→ **Metin**:
Mama Shelter ( İstiklal / İstanbul)

By . - 07:41




Uzun zamandır ismini duyduğum Fransa’dan sonra ilk şubelerini İstanbul Beyoğlun da açan otel- restaurant konseptini bir arada bulunduran Mamashelter’a gitmek o geceye nasip oldu.

Beş kişilik bir grup ile önceden rezervasyon yaparak mekana saat 9 civarında gittik. İçerisi nerde ise tamamen doluydu. Bardan masalara özel grup setlerinden bahçeye kadar. Neyse ki rezervasyonumuz olduğundan çok sorun olmadı. Fakat rezervasyonu alan arkadaş bizim yemek almayıp sadece içki ve aperatif servisi alacağımızı özellikle vurgulamamıza rağmen bizi maalesef ki yanlış anlamış.  Masa gösterildiği sıra da yemek almayacağımız ortaya çıkınca bizi bara yönlendirmeye çalışsalar da sahip olduğumuz masayı vermemeye kararlı olduğumuzdan direk itiraz ile masaya kurulduk. Sağ olsunlar bizi kırmadan olayı hallettiler.



Ama asıl eğlence bundan sonra başlayacakmış ama benim haberim yokmuş. Genelde gittiğim yerlerde masa ile ilgilenen garsonla muhabbet etmeyi severim ve yine böyle bir gecenin beni beklediği ilk andan belli oldu. İçerinin dizaynı konsepti gerçekten güzeldi. Ortada renkli ışıklı bir bar ve bir birinden bağımsız kendi içinde simetrik dalgalanmaları olan masa düzeni. Masaların bir çoğu bir birinden farklı tasarım ve dizaynda.

Masaya oturduktan sonra her kuverin yanında A4 kağıdının katlanmış şeklinde tek sayfalık bir mönü bulunuyordu. Fakat  sorun şu ki mönü de sipariş edecek bir şeyler bulmak İspark olmayan otopark bulmak gibi. Belli sayıda ana yemek ve bir kaç tane farklı meze ve zeytinyağlı o kadar. Garsonumuz Ahmet  sipariş almaya her geldiğinde biraz sonra biraz sonra diyerek öteledim ama yok sonuca varamıyoruz ve üçüncü gelişinde patladım artık ‘’Ben sipariş vermek istiyorum ama mönü izin vermiyor ‘’ diyerek. Neyse ilk olarak onun önerisi doğrultusunda şarabı seçtik  ama yanına peynir tabağı dışında yiyecek bulamıyoruz. Tamam çok aç değilim ama bir şeyler de insan atıştırmak istiyor. Bende Ahmet’e dert yanmaya başladım. Onunda yapacağı bir şey yok tabi mönü dışına çıkamıyor ama şikayetimi ileteceğini, bu sıkıntıdan başka şikayet edenlerinde olduğunu söyledi. Biz aramızda muhabbet ede duralım içkiler içiliyor ama bizim mideler maalesef boş kalmaya devam ediyor. O anda o kadar spesifik yemeklerin arasında kuru fasulye, pilav, cacık üçlemesi ve yanındaki 35 TL lik fiyatı görünce ilk önce kendimi toparlamaya sonra algılamaya ve en sonda gülmeye başladım. Maalesef ki dana yanağı parmentierin hemen üstünde duruyor ve bana göz kırpıyordu.

→ **Yapılacaklar**:
1 – Mama Shelter yazısında kuru fasulye, pilav ve cacık üçlemesinin fiyatı kaç lira olarak geçiyor?
2 – Mama Shelter yazısında "Mama Shelter ( İstiklal" sözleriyle başlayıp "geceye nasip oldu." sözlerine kadar giden bölümü olduğu gibi kopyala.
3 – Mama Shelter yazısını kaldığı yerden alıp devam ettir.

→ **Veri içeriği**:

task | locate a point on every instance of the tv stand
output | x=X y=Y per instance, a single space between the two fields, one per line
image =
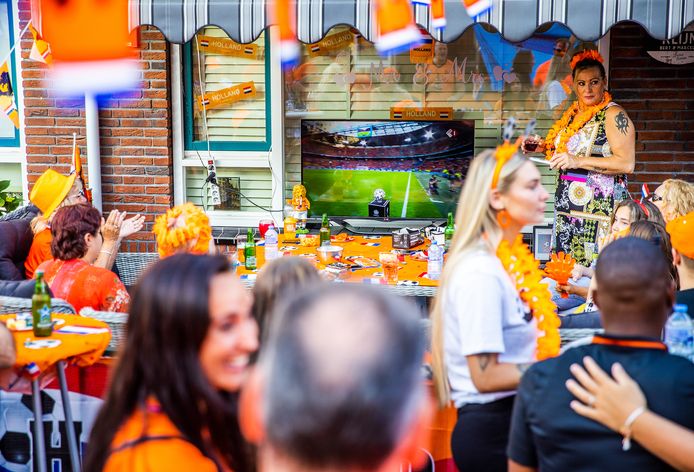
x=369 y=226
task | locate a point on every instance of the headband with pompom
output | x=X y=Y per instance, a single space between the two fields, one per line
x=587 y=54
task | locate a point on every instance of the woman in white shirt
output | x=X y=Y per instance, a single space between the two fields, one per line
x=484 y=335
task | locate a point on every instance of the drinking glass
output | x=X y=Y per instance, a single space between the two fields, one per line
x=389 y=264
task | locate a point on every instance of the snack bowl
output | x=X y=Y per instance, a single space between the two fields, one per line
x=329 y=254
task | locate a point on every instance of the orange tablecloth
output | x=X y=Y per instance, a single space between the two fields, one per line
x=410 y=270
x=79 y=349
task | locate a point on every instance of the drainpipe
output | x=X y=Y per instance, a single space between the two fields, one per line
x=91 y=108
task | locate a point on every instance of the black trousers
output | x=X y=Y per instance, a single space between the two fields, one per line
x=480 y=436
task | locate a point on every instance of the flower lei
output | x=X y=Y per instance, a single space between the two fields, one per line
x=526 y=275
x=570 y=123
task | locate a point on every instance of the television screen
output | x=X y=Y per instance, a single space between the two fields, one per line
x=420 y=166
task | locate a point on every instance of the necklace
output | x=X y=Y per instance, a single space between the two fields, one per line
x=526 y=276
x=570 y=123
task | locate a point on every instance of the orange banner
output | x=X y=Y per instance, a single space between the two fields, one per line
x=417 y=114
x=228 y=95
x=332 y=42
x=227 y=47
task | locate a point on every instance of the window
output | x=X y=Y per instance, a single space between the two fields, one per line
x=227 y=72
x=11 y=159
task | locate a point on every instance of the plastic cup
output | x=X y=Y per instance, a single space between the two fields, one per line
x=389 y=264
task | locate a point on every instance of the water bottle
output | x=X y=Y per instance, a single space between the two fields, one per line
x=435 y=261
x=679 y=332
x=271 y=251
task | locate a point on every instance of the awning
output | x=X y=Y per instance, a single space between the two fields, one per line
x=516 y=20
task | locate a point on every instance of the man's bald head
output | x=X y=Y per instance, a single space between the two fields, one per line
x=342 y=377
x=634 y=284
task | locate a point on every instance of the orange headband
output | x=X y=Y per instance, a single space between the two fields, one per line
x=586 y=54
x=503 y=154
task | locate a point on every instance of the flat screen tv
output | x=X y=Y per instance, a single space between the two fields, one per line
x=419 y=165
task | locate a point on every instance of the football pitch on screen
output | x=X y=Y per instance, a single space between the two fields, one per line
x=341 y=192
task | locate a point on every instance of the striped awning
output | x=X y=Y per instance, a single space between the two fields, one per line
x=516 y=20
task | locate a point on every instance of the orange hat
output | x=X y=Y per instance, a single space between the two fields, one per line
x=681 y=231
x=50 y=190
x=183 y=228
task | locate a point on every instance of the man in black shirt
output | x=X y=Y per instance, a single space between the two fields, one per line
x=681 y=232
x=635 y=295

→ **Cevaplar**:
1 – 35 TL.

2 –
Mama Shelter ( İstiklal / İstanbul)

By . - 07:41




Uzun zamandır ismini duyduğum Fransa’dan sonra ilk şubelerini İstanbul Beyoğlun da açan otel- restaurant konseptini bir arada bulunduran Mamashelter’a gitmek o geceye nasip oldu.

3 –
Benim isyanlarım yerine ulaşmış olsa gerek ki yanıma bir bayan gelerek kendisini tanıttı. İşletmenin mönü sorumlusu(ismin unuttum)olan bayandı kendisi.  Bir sıkıntı olduğunu duymuş ve benden detayları öğrenmek için gelmiş. Bir yandan da masadaki arkadaşlar olayı anlamaya çalışıyor. Garson ile konuşuyorum arkasından başka bir yetkili geliyor anlam vermeye çalışıyorlar onlarda. Kendisine mönünün bize göre yetersiz olduğu sipariş vermek de zorlandığımız ve buna rağmen bu yemeklerin içinde kuru fasulye, pilav, cacık üçlemesini nasıl bir düşünce ile yer aldığını sordum. Kısaca anlatmam gerekirse mekan Fransız restaurantı ve aşçılar da Fransız olduğu için onların inadından dolayı maalesef ki bunların yaşandığını söyledi. Türk ağız tadını onlara anlatmak da zorlandıklarını her gün bu konuda tartışmalar olduğunu süper üçlemenin de müşteri isteği doğrultusunda eklendiği ve çok tutulduğunu anlattı. Sıkıntıdan  kendileri de farkında ama işte işletme Fransız aşçılar Fransız ama müşteriler Türk olunca sonuç yemekler isimler tarzlar bir biri ile iç içe giriyor.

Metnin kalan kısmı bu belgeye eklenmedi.